start Material to process

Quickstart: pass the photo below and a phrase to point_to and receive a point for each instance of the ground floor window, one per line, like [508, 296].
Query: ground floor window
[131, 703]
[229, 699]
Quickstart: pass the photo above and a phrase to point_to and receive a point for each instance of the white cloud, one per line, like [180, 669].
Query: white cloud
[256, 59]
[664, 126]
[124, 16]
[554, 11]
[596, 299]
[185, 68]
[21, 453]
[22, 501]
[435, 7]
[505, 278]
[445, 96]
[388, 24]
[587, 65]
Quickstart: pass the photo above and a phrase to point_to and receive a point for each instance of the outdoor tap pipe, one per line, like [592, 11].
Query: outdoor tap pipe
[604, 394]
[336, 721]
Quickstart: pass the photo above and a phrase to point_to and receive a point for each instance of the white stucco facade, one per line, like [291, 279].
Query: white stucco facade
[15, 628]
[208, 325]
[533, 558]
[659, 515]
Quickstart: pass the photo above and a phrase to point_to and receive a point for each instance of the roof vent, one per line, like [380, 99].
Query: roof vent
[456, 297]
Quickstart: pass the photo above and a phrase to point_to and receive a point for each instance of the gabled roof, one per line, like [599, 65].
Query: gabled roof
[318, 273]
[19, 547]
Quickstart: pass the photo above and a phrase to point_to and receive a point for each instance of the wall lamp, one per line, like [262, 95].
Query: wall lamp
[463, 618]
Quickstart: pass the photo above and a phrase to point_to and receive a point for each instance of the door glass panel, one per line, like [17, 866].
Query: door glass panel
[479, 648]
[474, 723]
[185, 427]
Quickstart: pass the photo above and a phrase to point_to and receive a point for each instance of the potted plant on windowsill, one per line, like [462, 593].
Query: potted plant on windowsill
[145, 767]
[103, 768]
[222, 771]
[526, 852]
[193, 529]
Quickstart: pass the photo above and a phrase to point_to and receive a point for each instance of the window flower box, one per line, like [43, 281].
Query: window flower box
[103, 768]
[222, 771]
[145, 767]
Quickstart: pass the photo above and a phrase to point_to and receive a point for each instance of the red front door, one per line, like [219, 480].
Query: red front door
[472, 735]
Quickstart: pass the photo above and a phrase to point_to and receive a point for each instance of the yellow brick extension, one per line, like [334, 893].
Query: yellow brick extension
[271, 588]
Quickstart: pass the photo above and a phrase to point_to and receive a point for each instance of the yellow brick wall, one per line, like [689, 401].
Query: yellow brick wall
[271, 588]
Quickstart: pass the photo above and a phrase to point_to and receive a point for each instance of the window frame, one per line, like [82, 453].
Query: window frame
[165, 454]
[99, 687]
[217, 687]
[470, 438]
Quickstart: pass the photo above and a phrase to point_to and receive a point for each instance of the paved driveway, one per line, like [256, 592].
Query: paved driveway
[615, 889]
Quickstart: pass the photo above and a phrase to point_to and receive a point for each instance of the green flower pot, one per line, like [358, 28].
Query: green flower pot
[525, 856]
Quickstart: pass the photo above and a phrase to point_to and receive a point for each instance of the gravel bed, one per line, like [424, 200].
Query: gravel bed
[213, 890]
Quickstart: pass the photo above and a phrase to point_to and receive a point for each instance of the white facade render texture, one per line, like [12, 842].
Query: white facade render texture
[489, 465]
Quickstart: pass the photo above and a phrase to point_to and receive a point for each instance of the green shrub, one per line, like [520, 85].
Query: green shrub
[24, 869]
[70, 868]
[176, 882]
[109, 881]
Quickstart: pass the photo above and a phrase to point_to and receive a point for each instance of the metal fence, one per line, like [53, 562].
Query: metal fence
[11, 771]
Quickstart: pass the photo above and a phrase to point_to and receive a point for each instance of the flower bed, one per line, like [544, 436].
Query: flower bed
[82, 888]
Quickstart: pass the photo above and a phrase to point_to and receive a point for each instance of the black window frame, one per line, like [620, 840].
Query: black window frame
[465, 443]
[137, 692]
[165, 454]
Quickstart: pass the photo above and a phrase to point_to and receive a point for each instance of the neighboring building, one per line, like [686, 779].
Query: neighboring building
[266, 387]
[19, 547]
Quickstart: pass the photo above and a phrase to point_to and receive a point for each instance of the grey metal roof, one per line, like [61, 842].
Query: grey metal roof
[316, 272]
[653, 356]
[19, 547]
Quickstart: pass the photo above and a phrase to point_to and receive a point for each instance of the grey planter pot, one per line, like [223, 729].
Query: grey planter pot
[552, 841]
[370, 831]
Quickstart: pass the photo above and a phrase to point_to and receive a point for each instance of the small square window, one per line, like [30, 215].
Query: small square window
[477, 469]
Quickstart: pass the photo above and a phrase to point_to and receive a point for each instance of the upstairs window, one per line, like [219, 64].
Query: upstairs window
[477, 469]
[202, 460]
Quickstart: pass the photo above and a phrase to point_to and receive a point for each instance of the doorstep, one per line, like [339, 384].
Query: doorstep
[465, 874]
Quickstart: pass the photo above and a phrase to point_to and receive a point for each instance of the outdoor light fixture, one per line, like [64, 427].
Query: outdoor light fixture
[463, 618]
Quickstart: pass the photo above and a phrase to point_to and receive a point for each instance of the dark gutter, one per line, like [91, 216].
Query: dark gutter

end Material to process

_Instructions for the task_
Recast the lines above as a numbered list, omitting any blank lines.

_Result for this exercise_
1. Quickstart: pass the photo below and a phrase to point_to and receive a point for each instance of the ground floor window, one per line, like [508, 296].
2. Query: ground floor window
3. [131, 703]
4. [229, 699]
5. Quickstart: pass the photo above and a phrase to point_to and receive a point for each instance of the white cloud, one per line, like [180, 669].
6. Query: white cloud
7. [256, 59]
8. [664, 126]
9. [124, 16]
10. [554, 11]
11. [596, 299]
12. [185, 68]
13. [21, 453]
14. [22, 501]
15. [435, 7]
16. [505, 278]
17. [445, 96]
18. [388, 24]
19. [587, 65]
20. Quickstart: pass the photo above and a phrase to point_to and receive a point for each instance of the outdoor tap pipe, one per line, like [592, 11].
21. Query: outdoor tap pipe
22. [604, 394]
23. [336, 721]
24. Quickstart: pass the photo above and a phrase to point_to and receive a point for each instance of the white stucco facade, one per line, like [291, 279].
25. Query: white stucco facade
26. [15, 628]
27. [208, 325]
28. [533, 558]
29. [659, 515]
30. Quickstart: pass the photo above and a phrase to point_to and receive a point for each instance of the roof vent, one per line, like [380, 99].
31. Query: roof vent
32. [456, 297]
33. Quickstart: pass the photo above and a phrase to point_to and receive a point for each instance of the gabled roof, one per line, like [599, 65].
34. Query: gabled roof
35. [318, 273]
36. [19, 547]
37. Quickstart: pass the photo above and a phrase to point_to and receive a point for each instance of the wall lamp, one per line, like [262, 95].
38. Query: wall lamp
39. [463, 618]
40. Quickstart: pass the photo above and a phrase to point_to and receive a point for each instance of the door glass panel, one per line, like [17, 866].
41. Query: door glass panel
42. [479, 648]
43. [474, 723]
44. [185, 427]
45. Quickstart: pass the photo above and a phrase to point_to and receive a point for each instance of the potted plant on windowsill, one per line, like [462, 593].
46. Query: potted plant on windowsill
47. [145, 767]
48. [103, 768]
49. [222, 771]
50. [526, 852]
51. [193, 529]
52. Quickstart: pass the photo above and a phrase to point_to and receive a point for each instance of the window flower box, one per line, like [43, 281].
53. Query: window flower box
54. [103, 768]
55. [222, 771]
56. [145, 767]
57. Quickstart: pass the photo above and a phrase to point_to and receive a point for each instance of the red front door, one per line, like [219, 480].
58. Query: red front door
59. [472, 735]
60. Quickstart: pass the photo above and a phrase to point_to and receive a point for each instance of the yellow brick extension, one per line, like [334, 893].
61. Query: yellow brick extension
62. [271, 588]
63. Quickstart: pass the photo above and a phrase to point_to and receive a point for each instance of the yellow brick wall, one per line, like [689, 401].
64. Query: yellow brick wall
65. [271, 588]
66. Quickstart: pass the photo above and a phrase to point_to and receive a point for each instance of the window frame, one per line, like [82, 453].
67. Query: window frame
68. [165, 454]
69. [99, 687]
70. [217, 687]
71. [470, 438]
72. Quickstart: pass the photo above and a phrase to point_to and receive a point for each instance of the paved driveway, one per line, like [256, 592].
73. Query: paved driveway
74. [615, 889]
75. Quickstart: pass the photo above and a phrase to point_to and receive a point for each instance of the green flower pot, one per line, like [358, 28].
76. Query: green flower pot
77. [525, 856]
78. Quickstart: pass the photo above and a phrase to point_to and receive a point for each instance of the gravel bed, one per line, like [424, 200].
79. Query: gravel bed
80. [213, 890]
81. Quickstart: pass the photo above and a phrase to point_to and receive a point for each instance of the white facade render texture, one per line, like [12, 842].
82. Query: white facade render texture
83. [489, 465]
84. Quickstart: pass the photo above and a phrase to point_to and receive a point for each instance of the green shrub, one per line, like [520, 85].
85. Query: green shrub
86. [24, 869]
87. [70, 868]
88. [176, 882]
89. [109, 881]
90. Quickstart: pass the photo above and a phrase to point_to and receive a point for each instance of the metal fence, one per line, like [53, 562].
91. Query: metal fence
92. [11, 771]
93. Quickstart: pass the photo above and a phrase to point_to and receive a point for each instance of the flower bed, one per line, like [544, 436].
94. Query: flower bed
95. [82, 888]
96. Quickstart: pass the photo above and a phrase to point_to and receive a point for each instance of the black window frame, one per line, like [620, 840].
97. Query: black window frame
98. [465, 443]
99. [137, 692]
100. [165, 454]
101. Quickstart: pass the photo above and a phrase to point_to and receive a point for each instance of the neighboring building, one per line, like [686, 779].
102. Query: neighboring building
103. [266, 387]
104. [19, 547]
105. Quickstart: pass the photo above and a phrase to point_to and receive a point for each instance of the grey metal roof, one per line, like [61, 842].
106. Query: grey metal roof
107. [316, 272]
108. [653, 356]
109. [19, 547]
110. Quickstart: pass the photo above and a phrase to point_to and receive a point for each instance of the grey planter pot, one per line, like [223, 729].
111. Query: grey planter pot
112. [552, 841]
113. [370, 831]
114. Quickstart: pass the photo above and a phrase to point_to and receive a point for each instance of the small square window, one per line, like [30, 215].
115. Query: small square window
116. [477, 469]
117. Quickstart: pass the photo above and a phrase to point_to and receive a point for each instance of the upstairs window, one per line, like [219, 64].
118. Query: upstairs window
119. [477, 469]
120. [202, 460]
121. Quickstart: pass the photo above and a phrase to point_to and receive a point for each instance of the doorstep, one per line, like [339, 384].
122. Query: doorstep
123. [465, 874]
124. Quickstart: pass the photo above and a phrase to point_to and receive a point for each instance of the outdoor light fixture, one per line, like [64, 427].
125. Query: outdoor light fixture
126. [463, 618]
127. Quickstart: pass the photo above and a phrase to point_to and receive a point for each instance of the dark gutter, one per line, like [91, 216].
128. Query: dark gutter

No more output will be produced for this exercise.